In 2004 is het gemiddeld inkomen per inwoner in Eindhoven 12.500 euro. In de wijken Doornakkers, de Bennekel en Woensel-West is dat respectievelijk 10.200; 10.200 en 9.800 euro.

Bijzondere aandacht is er voor integratiegerelateerde vraagstukken, zoals de wijze waarop de allochtone doelgroep optimaal benaderd en bediend kan worden.

Inzet gemeente Eindhoven

De gemeente Eindhoven zal het voortouw nemen voor realisatie van de volgende zaken:

• Het introduceren van buurtmaatschappelijke werkers ter versterking van de signaleringsfunctie in de wijk.

• Op wijkniveau een sluitend netwerk organiseren met maximale informatie-uitwisseling, inclusief sluitende afspraken over opvolging naar analogie van het Centrum voor Jeugd en Gezin en het Veiligheidshuis: de ontwikkeling van de zorgcirkel.

• Investeren in ‘empowerment’ van de bewoners van de Krachtwijken.

• Investeren in straataanpakken, buurtontmoeting en het ‘zien en gezien’ worden in de wijk.
----------------
• [Wat wordt verwacht]: Welke wijken van Eindhoven worden in het fragment over het gemiddeld inkomen bij naam genoemd?

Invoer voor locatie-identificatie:
----------------
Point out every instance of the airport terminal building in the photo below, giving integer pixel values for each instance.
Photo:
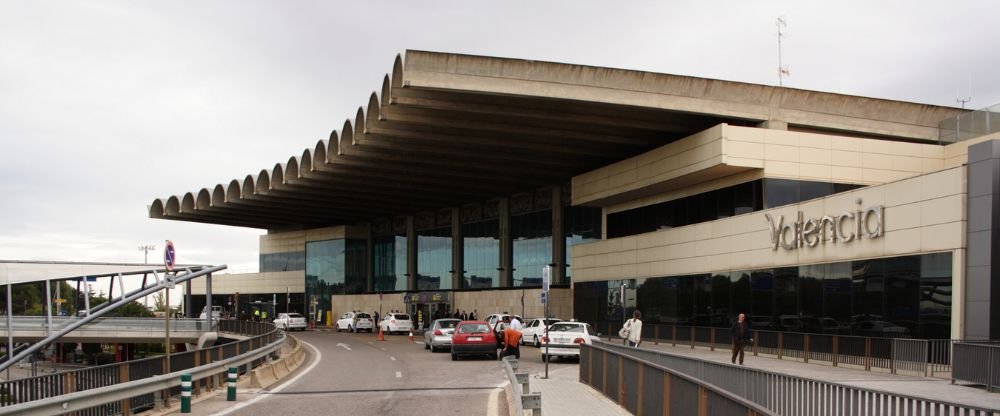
(690, 199)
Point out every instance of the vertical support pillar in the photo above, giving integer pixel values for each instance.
(457, 252)
(369, 262)
(506, 246)
(208, 299)
(558, 237)
(411, 254)
(981, 297)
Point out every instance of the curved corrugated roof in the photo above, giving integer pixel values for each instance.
(447, 129)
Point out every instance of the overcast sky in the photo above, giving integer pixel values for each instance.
(107, 105)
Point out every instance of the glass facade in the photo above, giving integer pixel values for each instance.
(720, 203)
(282, 262)
(334, 267)
(434, 259)
(390, 263)
(899, 297)
(531, 235)
(481, 249)
(581, 225)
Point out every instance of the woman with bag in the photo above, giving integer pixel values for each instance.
(631, 332)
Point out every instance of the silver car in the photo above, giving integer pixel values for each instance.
(439, 334)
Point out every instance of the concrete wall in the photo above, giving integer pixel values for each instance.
(982, 305)
(922, 214)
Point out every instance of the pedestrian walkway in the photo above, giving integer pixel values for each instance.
(915, 386)
(564, 394)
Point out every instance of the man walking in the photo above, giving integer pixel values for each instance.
(742, 334)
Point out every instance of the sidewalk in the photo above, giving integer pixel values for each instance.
(564, 394)
(915, 386)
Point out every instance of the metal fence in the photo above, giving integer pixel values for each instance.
(929, 358)
(774, 392)
(51, 385)
(978, 363)
(647, 388)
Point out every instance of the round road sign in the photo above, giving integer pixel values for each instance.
(169, 256)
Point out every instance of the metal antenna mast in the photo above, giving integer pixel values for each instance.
(782, 70)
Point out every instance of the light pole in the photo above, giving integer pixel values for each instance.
(145, 250)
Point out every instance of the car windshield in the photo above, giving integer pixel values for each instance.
(448, 323)
(472, 328)
(566, 328)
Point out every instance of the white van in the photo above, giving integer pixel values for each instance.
(216, 313)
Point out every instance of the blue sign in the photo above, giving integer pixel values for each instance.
(169, 256)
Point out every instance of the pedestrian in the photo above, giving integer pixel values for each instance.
(511, 343)
(742, 334)
(631, 332)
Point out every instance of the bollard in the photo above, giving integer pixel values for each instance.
(231, 385)
(185, 393)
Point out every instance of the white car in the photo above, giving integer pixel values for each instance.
(440, 333)
(355, 321)
(564, 339)
(396, 322)
(290, 322)
(534, 330)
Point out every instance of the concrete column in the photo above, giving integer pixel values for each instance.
(457, 250)
(411, 254)
(370, 262)
(506, 246)
(982, 279)
(558, 238)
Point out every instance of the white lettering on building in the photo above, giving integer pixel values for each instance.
(845, 227)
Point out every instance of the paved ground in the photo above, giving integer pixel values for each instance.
(353, 374)
(923, 387)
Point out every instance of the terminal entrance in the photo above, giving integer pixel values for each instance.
(425, 307)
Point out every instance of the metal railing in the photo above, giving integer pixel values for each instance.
(929, 358)
(978, 363)
(775, 392)
(645, 387)
(524, 399)
(26, 390)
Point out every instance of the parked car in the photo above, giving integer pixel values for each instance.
(290, 321)
(534, 330)
(355, 321)
(564, 339)
(439, 334)
(473, 338)
(396, 322)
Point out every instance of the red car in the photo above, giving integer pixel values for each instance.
(473, 338)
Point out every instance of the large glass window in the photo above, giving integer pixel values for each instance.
(434, 259)
(481, 248)
(334, 267)
(390, 263)
(532, 246)
(898, 297)
(282, 262)
(582, 225)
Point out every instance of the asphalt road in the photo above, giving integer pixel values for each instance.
(357, 375)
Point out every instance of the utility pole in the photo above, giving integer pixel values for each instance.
(782, 70)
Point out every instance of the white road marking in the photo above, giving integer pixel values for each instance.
(319, 357)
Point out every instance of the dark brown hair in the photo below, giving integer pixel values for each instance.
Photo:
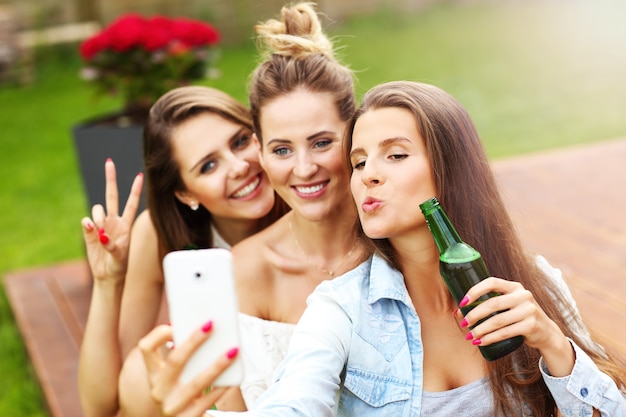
(297, 54)
(468, 192)
(176, 225)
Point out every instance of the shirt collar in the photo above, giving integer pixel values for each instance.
(386, 282)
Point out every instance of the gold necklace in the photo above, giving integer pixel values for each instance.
(313, 264)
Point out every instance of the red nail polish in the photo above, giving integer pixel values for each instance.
(464, 301)
(104, 239)
(207, 326)
(232, 353)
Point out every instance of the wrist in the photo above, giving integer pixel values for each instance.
(560, 358)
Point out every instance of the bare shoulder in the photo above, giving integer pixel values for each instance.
(258, 262)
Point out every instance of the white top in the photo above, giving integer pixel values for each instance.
(264, 345)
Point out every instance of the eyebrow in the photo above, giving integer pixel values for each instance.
(385, 143)
(209, 155)
(308, 138)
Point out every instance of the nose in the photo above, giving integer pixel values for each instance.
(369, 174)
(239, 167)
(305, 166)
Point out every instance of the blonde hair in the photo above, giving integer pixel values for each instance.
(297, 54)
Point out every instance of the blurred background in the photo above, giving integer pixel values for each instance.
(534, 75)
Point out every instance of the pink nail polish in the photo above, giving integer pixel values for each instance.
(104, 239)
(207, 326)
(464, 301)
(232, 353)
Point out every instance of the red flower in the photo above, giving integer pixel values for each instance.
(195, 33)
(158, 33)
(141, 58)
(126, 33)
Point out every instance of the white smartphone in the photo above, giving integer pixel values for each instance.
(199, 286)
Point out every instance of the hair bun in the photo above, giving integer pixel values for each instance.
(298, 34)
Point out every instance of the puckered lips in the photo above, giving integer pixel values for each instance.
(250, 189)
(370, 205)
(312, 190)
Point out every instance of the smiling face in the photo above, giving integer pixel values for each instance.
(392, 174)
(302, 152)
(220, 168)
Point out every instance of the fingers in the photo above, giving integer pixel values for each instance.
(132, 204)
(88, 228)
(150, 345)
(512, 313)
(190, 399)
(193, 408)
(175, 398)
(111, 193)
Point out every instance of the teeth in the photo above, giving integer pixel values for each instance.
(247, 189)
(310, 190)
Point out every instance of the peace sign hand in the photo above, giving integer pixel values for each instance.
(107, 236)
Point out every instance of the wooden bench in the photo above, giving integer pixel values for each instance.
(569, 205)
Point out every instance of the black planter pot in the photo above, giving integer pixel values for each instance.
(99, 139)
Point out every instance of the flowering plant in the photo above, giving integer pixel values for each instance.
(142, 58)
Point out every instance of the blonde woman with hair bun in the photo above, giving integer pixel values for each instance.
(301, 98)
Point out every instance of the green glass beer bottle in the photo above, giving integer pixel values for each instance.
(461, 267)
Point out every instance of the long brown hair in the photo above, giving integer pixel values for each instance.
(468, 191)
(297, 54)
(177, 226)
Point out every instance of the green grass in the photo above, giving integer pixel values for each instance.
(533, 77)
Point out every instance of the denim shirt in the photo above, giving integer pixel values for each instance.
(357, 351)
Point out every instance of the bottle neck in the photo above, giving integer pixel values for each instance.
(442, 230)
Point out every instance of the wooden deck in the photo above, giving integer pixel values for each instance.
(569, 205)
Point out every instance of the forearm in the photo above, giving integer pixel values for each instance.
(100, 357)
(585, 390)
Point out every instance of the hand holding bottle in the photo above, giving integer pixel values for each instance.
(519, 315)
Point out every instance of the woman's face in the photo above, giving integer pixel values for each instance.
(220, 168)
(392, 174)
(302, 152)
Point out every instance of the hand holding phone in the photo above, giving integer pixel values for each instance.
(200, 287)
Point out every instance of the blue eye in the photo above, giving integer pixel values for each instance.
(242, 141)
(208, 166)
(322, 143)
(358, 165)
(397, 157)
(281, 151)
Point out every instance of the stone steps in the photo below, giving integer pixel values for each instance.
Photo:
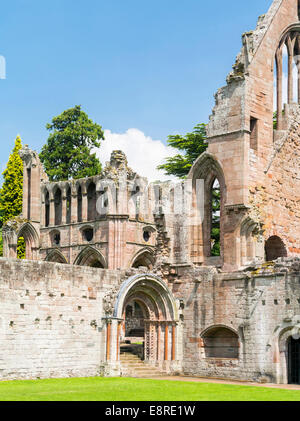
(133, 366)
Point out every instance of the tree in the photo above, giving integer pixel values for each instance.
(68, 151)
(192, 145)
(11, 193)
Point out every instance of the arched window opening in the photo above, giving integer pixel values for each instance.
(88, 234)
(91, 192)
(55, 238)
(221, 342)
(90, 257)
(275, 249)
(144, 259)
(134, 322)
(293, 361)
(58, 207)
(47, 209)
(286, 80)
(69, 205)
(79, 204)
(215, 232)
(21, 248)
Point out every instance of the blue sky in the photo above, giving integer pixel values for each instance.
(152, 66)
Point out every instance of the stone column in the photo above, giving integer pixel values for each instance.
(84, 205)
(173, 342)
(74, 210)
(279, 87)
(108, 339)
(64, 207)
(166, 342)
(52, 211)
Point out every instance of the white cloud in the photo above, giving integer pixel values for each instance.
(143, 153)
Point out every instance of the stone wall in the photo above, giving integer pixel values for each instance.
(261, 306)
(51, 319)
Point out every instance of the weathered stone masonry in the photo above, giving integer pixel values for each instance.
(97, 247)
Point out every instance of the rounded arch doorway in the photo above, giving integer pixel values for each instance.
(148, 320)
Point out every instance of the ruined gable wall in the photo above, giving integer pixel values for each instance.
(260, 87)
(276, 200)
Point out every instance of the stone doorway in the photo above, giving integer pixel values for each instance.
(145, 319)
(293, 361)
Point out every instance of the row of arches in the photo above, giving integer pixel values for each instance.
(287, 62)
(62, 206)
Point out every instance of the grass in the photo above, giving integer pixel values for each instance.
(123, 389)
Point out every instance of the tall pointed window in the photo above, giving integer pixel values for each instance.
(58, 207)
(215, 219)
(47, 209)
(69, 204)
(79, 204)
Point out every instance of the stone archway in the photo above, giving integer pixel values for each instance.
(159, 327)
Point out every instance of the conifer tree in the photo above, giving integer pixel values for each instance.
(11, 193)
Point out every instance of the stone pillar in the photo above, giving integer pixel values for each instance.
(173, 342)
(74, 210)
(290, 46)
(118, 341)
(166, 342)
(64, 207)
(279, 87)
(84, 205)
(108, 340)
(52, 211)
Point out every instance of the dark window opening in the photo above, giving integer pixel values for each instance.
(221, 343)
(215, 234)
(29, 193)
(56, 239)
(47, 210)
(294, 361)
(58, 207)
(88, 234)
(69, 205)
(147, 236)
(275, 249)
(91, 202)
(253, 133)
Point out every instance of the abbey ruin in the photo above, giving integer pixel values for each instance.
(116, 266)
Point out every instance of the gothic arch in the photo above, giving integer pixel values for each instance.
(143, 258)
(56, 256)
(90, 256)
(203, 175)
(28, 232)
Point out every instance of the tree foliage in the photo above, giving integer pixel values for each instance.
(192, 145)
(11, 193)
(216, 228)
(68, 151)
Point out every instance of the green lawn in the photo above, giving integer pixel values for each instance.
(122, 389)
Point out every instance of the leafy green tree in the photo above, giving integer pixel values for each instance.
(68, 151)
(192, 145)
(21, 248)
(11, 193)
(216, 228)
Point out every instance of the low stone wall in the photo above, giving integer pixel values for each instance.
(51, 319)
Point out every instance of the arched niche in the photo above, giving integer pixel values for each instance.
(221, 342)
(92, 257)
(207, 176)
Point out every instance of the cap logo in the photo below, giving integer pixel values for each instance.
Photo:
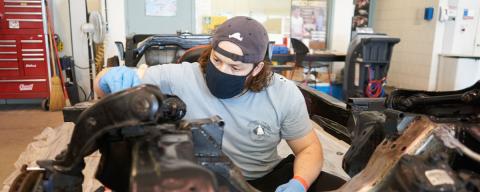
(236, 36)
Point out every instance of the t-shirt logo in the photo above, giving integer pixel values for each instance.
(259, 130)
(236, 36)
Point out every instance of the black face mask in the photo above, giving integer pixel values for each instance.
(222, 85)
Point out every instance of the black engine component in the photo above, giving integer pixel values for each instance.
(413, 173)
(137, 45)
(373, 120)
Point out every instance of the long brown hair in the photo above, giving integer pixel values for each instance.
(254, 83)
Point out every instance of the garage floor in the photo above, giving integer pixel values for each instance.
(24, 122)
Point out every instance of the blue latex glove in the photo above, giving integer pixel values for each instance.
(117, 79)
(292, 186)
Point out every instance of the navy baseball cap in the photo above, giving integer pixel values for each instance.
(247, 33)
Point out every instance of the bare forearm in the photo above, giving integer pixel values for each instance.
(308, 163)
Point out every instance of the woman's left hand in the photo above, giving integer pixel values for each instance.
(292, 186)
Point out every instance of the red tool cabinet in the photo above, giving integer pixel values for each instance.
(24, 66)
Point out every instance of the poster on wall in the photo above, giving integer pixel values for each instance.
(360, 15)
(160, 7)
(308, 22)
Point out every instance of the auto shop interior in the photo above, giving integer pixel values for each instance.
(228, 95)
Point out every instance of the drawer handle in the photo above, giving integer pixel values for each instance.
(32, 54)
(23, 13)
(22, 1)
(32, 50)
(31, 41)
(22, 80)
(8, 68)
(31, 66)
(23, 6)
(33, 59)
(8, 59)
(26, 20)
(8, 53)
(7, 41)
----------------
• [Uitvoer hieronder]: Doornakkers, de Bennekel en Woensel-West.